TASK DESCRIPTION: Write the lines below as a JSON list of strings, one string per line, leaving out any blank lines.

┄┄┄┄┄┄

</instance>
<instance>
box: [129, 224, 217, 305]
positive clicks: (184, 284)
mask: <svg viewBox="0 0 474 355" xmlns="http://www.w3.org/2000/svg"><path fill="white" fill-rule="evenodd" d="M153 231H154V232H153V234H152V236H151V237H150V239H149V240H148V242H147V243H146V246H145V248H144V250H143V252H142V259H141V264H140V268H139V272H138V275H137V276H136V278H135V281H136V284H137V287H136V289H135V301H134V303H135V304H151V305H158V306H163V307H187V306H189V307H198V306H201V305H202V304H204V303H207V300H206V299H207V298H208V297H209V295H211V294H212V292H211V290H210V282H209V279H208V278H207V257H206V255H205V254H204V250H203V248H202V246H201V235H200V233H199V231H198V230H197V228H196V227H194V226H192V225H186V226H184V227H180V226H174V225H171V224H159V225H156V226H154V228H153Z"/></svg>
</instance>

┄┄┄┄┄┄

SOLUTION FOR THIS TASK:
[
  "</instance>",
  "<instance>",
  "box: [129, 224, 217, 305]",
  "positive clicks: (184, 284)",
  "mask: <svg viewBox=\"0 0 474 355\" xmlns=\"http://www.w3.org/2000/svg\"><path fill=\"white\" fill-rule=\"evenodd\" d=\"M153 231H154V232H153V234H152V236H151V237H150V239H149V240H148V242H147V243H146V246H145V248H144V250H143V252H142V259H141V264H140V268H139V272H138V275H137V276H136V278H135V281H136V284H137V287H136V289H135V301H134V303H135V304H151V305H158V306H163V307H187V306H189V307H198V306H201V305H202V304H204V303H207V300H206V299H207V298H208V297H209V295H211V294H212V292H211V290H210V282H209V279H208V278H207V257H206V255H205V254H204V250H203V248H202V246H201V235H200V233H199V231H198V230H197V228H196V227H194V226H192V225H186V226H184V227H180V226H174V225H171V224H159V225H156V226H154V228H153Z\"/></svg>",
  "</instance>"
]